## Problem to work on
From the GPMelt passage, list every count of mono-phosphorylated peptides it reports, along with what each count refers to.

Including non-sigmoidal melting curves in peptide-level TPP-TR datasets largely increases the number of discoveries.

Functionally relevant phosphosites are expected to induce a change in melting behaviour by influencing, among others, protein conformations and protein-protein interactions. Mono-phosphorylated peptides functionality can be predicted using the functional score, a machine-learning based score [36], ranging from 0 to 1, with larger values indicating more functionally relevant phosphosites. To detect functionally relevant phosphosites, the melting behaviour of phosphorylated peptides are compared to the melting behaviour of the non-phosphorylated peptides associated to the same entry in the protein database. GPMelt with a three-level HGP model is used to reanalyse the phospho-TPP dataset [11]. (A) Considering non-conventional melting curves in the analysis makes it possible to include almost twice (1.78) as many phospho-peptides compared to the published melting point (Tm) analysis. (B) By increasing the phospho-peptides coverage, GPMelt captures about five times more (4.9) mono-phosphorylated peptides than the published Tm analysis, and captures phosphosites associated with significantly higher functional scores than non-captured phosphosites (one-sided Wilcoxon signed-rank test). GPMelt hit selection: any phospho-peptide for which the associated Λ value is so extreme that it is strictly above any values belonging to the null distribution approximation (S = 1e4 samples per protein). 443 mono-phosphorylated peptides are selected by GPMelt, among which 388 have an associated functional score. The Tm analysis selects 90 mono-phosphorylated peptides, with 85 presenting a known functional score.

## Dataset entries
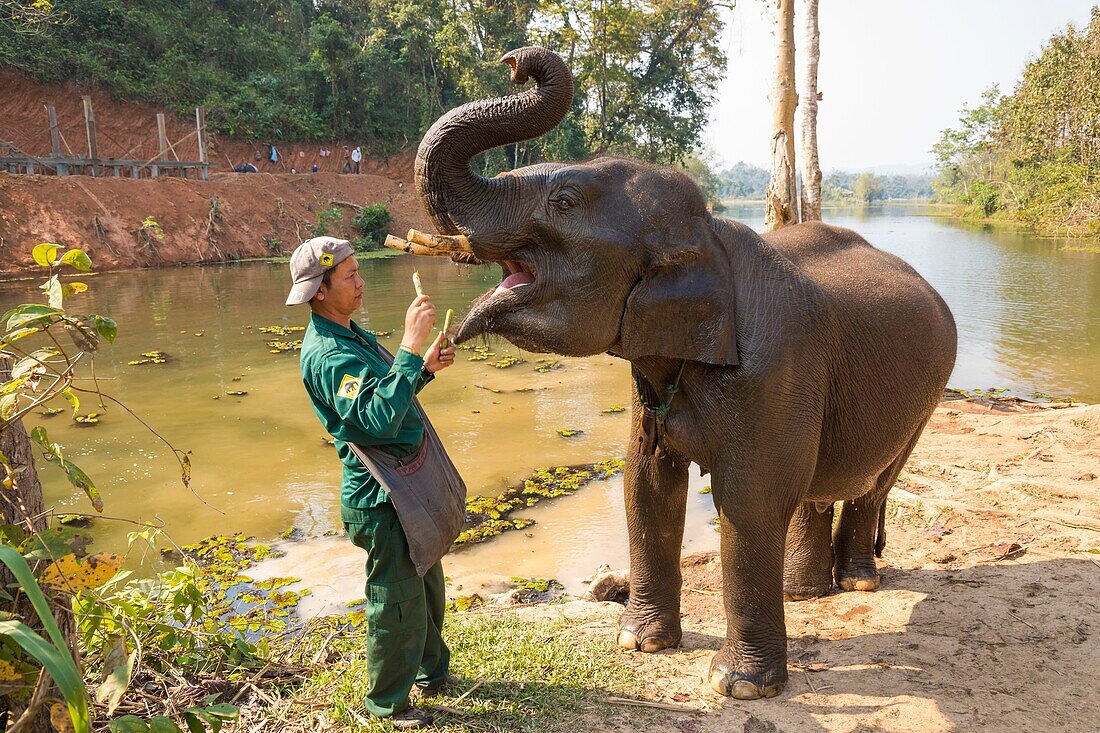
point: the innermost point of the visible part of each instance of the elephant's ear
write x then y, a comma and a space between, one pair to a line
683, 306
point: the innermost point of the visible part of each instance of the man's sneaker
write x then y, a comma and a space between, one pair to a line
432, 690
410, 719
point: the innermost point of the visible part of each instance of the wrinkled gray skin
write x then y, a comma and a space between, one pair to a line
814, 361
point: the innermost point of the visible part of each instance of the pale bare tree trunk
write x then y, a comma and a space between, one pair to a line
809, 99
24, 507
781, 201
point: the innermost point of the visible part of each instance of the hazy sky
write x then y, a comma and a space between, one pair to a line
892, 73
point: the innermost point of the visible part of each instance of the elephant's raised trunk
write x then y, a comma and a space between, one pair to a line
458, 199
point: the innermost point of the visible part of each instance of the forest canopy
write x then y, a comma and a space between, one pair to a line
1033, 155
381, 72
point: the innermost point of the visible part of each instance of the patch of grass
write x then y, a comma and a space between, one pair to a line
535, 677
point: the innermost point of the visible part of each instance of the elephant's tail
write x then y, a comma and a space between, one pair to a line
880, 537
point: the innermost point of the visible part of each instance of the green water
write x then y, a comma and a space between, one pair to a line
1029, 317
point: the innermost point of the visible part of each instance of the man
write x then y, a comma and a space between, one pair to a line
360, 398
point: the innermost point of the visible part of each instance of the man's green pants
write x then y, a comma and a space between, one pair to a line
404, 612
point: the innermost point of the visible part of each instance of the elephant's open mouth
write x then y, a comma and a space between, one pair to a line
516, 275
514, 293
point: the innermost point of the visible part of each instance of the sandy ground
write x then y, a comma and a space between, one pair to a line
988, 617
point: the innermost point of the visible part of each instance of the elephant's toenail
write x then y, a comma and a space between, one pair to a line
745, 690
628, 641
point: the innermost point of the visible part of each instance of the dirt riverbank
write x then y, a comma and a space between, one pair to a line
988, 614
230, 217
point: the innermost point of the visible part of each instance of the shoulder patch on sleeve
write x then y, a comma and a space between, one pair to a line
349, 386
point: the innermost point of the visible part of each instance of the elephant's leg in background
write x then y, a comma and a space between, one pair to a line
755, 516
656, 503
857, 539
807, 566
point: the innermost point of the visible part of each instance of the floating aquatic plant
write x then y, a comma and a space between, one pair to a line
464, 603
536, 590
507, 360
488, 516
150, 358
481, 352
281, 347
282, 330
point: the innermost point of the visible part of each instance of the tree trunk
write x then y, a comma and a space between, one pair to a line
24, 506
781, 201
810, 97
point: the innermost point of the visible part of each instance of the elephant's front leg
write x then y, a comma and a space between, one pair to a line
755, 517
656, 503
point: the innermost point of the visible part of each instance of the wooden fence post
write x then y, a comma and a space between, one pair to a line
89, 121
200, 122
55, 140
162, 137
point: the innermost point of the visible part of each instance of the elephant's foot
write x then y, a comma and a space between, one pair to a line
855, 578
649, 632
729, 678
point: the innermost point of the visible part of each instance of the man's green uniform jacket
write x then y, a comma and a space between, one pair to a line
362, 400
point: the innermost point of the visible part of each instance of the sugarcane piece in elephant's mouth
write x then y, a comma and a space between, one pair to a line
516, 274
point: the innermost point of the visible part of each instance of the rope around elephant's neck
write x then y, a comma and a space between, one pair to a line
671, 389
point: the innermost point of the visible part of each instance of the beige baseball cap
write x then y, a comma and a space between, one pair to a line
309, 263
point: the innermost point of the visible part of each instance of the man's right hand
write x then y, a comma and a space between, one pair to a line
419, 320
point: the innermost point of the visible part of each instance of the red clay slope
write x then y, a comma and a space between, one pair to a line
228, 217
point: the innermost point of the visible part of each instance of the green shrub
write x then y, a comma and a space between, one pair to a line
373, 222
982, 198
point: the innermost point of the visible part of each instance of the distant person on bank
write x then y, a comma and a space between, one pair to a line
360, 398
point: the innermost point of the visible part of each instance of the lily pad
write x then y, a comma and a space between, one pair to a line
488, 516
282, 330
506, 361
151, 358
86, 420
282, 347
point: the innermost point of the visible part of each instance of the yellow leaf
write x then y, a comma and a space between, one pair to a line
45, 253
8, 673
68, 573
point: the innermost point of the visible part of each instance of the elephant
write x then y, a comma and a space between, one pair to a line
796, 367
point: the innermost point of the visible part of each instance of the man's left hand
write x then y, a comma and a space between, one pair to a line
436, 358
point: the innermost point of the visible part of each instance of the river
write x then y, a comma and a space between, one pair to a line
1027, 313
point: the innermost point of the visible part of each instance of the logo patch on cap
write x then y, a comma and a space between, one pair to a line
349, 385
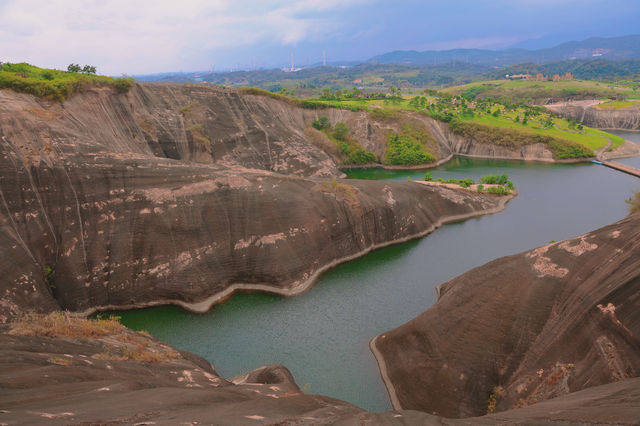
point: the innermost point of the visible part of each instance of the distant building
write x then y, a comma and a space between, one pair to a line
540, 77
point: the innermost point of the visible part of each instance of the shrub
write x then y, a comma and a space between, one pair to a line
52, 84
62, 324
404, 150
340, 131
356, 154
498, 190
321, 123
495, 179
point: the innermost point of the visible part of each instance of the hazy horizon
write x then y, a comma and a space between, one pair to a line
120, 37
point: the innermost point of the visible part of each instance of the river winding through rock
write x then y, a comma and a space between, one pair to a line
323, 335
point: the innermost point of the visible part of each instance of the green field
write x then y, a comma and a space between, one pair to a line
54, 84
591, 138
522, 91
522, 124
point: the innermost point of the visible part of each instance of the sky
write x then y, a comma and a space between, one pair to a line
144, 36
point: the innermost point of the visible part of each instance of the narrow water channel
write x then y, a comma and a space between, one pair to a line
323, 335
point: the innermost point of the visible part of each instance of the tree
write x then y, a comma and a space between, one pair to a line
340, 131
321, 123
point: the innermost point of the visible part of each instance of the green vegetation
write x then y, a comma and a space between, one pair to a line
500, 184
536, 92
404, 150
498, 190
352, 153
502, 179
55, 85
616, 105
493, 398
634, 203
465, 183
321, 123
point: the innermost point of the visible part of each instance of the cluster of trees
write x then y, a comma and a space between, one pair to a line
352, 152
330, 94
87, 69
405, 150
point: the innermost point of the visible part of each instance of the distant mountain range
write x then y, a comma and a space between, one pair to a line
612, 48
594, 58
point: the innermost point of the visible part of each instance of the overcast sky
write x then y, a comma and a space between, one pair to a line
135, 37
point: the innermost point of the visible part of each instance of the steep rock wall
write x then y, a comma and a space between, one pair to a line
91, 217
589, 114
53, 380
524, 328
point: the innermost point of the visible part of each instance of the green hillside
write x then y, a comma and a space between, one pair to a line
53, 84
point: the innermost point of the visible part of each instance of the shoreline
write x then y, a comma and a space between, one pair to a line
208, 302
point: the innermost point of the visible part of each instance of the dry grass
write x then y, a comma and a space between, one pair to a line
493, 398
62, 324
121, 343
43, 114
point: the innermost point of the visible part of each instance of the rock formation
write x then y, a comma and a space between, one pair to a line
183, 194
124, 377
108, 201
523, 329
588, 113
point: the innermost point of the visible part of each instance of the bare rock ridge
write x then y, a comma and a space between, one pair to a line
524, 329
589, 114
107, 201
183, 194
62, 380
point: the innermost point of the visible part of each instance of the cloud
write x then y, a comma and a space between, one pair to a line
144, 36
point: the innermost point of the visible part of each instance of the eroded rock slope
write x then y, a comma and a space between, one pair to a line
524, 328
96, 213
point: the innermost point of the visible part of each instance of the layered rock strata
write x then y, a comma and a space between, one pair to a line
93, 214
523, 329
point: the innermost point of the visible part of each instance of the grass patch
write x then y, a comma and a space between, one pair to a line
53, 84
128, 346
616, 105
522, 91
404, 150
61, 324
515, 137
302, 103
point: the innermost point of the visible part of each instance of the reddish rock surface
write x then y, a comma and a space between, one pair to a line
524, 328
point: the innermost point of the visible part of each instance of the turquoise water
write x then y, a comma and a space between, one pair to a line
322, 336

==

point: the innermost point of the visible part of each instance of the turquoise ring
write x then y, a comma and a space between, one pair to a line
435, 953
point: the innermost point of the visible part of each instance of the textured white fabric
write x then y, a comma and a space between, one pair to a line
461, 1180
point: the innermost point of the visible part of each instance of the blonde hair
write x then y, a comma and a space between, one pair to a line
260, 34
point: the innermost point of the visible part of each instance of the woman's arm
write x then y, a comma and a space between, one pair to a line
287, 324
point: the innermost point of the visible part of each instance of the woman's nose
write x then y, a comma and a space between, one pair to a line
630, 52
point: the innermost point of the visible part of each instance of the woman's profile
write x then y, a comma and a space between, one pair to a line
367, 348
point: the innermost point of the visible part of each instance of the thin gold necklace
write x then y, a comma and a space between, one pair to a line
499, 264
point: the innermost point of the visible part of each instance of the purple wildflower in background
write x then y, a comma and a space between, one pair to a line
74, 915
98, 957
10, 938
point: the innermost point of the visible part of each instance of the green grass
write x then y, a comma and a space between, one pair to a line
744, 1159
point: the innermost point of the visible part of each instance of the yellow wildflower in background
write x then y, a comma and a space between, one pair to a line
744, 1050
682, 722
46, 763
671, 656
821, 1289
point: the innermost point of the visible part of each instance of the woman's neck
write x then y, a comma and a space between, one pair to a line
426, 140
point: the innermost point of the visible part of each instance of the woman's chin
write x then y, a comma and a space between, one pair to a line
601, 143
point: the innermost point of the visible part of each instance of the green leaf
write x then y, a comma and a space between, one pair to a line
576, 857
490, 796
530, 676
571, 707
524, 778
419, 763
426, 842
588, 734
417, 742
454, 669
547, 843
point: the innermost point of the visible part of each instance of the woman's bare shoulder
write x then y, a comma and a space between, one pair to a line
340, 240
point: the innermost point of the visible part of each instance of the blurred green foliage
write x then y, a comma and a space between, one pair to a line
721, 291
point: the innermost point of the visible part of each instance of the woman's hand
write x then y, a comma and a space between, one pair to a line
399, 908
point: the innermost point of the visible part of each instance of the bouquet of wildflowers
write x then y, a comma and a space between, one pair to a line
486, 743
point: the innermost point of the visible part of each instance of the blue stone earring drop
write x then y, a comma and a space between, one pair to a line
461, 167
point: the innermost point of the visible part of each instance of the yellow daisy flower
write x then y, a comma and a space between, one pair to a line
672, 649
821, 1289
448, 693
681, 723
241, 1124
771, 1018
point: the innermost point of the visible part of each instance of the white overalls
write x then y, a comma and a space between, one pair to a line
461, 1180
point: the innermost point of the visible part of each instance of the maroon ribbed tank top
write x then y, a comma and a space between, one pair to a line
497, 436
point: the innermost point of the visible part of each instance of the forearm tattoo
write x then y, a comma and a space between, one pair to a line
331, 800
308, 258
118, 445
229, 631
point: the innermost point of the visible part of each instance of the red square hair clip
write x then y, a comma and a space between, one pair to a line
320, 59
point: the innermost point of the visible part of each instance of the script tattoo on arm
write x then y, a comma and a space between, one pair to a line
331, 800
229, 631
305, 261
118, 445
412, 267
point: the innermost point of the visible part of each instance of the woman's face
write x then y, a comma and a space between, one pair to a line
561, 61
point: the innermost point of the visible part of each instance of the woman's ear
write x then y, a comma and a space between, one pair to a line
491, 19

## Answer space
- 443: mono-phosphorylated peptides selected by GPMelt
- 388: of those selected by GPMelt, the ones with an associated functional score
- 90: mono-phosphorylated peptides selected by the Tm analysis
- 85: of those selected by the Tm analysis, the ones with a known functional score